Consigne →
Indiquez combien de lignes des données ci-dessous contiennent le mot « child », en donnant uniquement ce nombre.

:: Données d'entrée

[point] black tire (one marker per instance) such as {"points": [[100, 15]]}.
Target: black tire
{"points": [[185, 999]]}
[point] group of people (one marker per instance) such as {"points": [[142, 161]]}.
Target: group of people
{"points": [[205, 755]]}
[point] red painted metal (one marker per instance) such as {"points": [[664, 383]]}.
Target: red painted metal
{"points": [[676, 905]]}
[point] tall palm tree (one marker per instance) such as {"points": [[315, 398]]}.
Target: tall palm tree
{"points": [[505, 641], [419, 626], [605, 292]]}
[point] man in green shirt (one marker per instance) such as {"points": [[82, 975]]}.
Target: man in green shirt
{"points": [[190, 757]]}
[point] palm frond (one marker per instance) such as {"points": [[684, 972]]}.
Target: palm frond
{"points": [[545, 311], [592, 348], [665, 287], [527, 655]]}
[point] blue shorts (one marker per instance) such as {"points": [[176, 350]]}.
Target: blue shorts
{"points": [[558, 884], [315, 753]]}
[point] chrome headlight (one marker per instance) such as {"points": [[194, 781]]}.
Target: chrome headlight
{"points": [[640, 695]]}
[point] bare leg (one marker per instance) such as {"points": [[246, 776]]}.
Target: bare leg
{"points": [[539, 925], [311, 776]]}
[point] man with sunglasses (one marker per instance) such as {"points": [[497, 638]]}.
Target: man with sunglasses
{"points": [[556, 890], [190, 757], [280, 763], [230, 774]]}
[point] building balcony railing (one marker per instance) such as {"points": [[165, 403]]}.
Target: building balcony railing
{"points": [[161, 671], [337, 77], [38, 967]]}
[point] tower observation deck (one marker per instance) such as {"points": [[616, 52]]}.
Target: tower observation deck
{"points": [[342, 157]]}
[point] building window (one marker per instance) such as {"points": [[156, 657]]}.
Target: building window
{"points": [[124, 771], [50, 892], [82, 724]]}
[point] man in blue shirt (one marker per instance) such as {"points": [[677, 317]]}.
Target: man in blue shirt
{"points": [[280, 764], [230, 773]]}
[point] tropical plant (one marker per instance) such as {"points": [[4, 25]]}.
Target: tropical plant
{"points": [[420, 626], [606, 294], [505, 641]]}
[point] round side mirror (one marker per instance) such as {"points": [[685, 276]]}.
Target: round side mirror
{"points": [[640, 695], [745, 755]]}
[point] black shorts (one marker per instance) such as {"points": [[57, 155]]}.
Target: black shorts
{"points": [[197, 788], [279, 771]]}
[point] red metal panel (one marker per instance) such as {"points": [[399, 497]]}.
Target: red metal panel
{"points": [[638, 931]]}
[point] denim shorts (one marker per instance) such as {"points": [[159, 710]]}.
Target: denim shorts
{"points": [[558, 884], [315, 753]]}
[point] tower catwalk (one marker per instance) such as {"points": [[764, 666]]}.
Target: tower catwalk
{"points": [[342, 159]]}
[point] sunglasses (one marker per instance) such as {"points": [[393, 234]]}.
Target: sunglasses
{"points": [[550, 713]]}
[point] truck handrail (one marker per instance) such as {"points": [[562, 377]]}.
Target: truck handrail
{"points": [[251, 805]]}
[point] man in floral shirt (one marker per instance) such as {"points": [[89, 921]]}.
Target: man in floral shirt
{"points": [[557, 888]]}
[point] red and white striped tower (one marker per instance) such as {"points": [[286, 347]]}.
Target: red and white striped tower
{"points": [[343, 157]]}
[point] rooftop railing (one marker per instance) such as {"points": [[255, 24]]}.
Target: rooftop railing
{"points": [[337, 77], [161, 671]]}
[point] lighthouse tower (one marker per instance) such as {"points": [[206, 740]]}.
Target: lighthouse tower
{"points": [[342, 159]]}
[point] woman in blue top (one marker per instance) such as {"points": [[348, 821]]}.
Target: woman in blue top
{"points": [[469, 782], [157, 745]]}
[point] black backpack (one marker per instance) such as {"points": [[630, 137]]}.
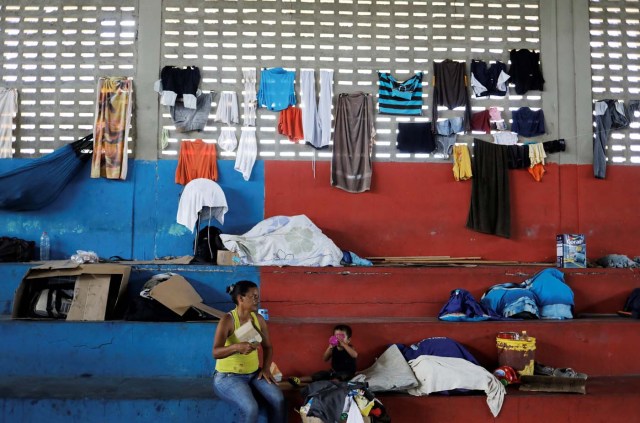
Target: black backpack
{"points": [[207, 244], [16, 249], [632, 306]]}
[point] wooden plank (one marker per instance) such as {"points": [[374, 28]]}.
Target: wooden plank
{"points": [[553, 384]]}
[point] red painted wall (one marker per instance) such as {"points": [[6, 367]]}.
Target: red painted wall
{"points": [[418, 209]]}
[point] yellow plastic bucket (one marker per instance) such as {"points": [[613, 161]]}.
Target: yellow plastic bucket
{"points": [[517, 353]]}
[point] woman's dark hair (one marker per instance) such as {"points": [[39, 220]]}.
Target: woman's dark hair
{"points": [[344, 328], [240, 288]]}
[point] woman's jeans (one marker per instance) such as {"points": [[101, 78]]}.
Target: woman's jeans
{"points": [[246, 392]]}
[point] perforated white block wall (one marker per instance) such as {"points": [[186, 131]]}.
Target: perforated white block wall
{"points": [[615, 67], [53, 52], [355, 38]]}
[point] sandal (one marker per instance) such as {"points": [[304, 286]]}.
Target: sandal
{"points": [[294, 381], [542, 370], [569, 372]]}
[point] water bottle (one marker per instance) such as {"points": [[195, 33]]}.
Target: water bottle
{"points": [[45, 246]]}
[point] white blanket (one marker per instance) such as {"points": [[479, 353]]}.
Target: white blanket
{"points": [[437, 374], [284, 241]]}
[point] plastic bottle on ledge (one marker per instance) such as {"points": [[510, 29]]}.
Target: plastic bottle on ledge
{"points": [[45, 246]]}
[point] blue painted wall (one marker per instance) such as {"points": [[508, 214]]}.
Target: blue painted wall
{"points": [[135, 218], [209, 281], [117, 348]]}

::::
:: Données d'entrée

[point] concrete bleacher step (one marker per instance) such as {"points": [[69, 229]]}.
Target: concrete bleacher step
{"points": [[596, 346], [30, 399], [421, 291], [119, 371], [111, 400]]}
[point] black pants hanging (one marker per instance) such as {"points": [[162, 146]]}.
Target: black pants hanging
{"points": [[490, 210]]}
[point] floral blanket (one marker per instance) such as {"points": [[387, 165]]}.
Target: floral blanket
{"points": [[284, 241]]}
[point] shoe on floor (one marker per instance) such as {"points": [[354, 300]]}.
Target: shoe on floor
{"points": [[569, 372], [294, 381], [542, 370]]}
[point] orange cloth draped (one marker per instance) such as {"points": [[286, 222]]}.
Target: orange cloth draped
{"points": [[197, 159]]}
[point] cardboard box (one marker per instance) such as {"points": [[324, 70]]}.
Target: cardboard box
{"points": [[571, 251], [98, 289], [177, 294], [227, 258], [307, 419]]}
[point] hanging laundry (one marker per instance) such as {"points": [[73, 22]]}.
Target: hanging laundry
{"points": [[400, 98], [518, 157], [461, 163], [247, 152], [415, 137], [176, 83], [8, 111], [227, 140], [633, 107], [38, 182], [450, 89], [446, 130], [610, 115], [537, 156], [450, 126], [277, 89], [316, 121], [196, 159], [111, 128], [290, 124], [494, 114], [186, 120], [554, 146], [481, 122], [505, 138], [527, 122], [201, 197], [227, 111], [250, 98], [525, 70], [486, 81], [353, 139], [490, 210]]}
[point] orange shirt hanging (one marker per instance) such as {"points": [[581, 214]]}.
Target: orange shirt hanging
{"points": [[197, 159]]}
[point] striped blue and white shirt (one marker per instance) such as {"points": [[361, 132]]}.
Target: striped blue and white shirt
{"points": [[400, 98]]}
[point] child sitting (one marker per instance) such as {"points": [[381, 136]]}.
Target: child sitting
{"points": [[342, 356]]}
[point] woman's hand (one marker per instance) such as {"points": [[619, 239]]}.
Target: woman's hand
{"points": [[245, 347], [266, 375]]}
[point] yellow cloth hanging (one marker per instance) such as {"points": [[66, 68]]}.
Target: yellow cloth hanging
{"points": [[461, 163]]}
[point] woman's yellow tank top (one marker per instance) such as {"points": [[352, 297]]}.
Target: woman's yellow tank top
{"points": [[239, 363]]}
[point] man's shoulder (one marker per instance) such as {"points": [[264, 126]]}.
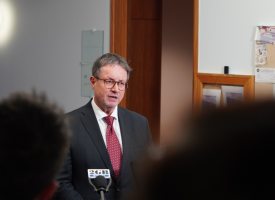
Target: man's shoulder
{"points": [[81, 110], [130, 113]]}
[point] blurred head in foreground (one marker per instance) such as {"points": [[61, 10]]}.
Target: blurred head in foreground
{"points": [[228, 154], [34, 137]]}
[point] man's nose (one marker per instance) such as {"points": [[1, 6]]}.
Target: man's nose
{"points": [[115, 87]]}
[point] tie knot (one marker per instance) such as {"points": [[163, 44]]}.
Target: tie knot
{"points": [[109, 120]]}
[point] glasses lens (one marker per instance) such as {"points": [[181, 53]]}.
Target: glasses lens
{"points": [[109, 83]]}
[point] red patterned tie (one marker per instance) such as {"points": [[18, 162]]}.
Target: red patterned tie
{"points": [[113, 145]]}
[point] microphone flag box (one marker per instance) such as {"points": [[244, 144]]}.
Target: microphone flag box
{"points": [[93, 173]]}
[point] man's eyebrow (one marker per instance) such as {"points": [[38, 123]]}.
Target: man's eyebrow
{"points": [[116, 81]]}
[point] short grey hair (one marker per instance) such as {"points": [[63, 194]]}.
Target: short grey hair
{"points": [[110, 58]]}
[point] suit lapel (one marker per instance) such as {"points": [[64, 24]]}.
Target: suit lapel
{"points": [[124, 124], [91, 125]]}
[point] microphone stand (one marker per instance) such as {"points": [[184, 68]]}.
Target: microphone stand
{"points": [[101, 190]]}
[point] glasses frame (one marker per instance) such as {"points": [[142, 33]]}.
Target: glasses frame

::::

Réponse →
2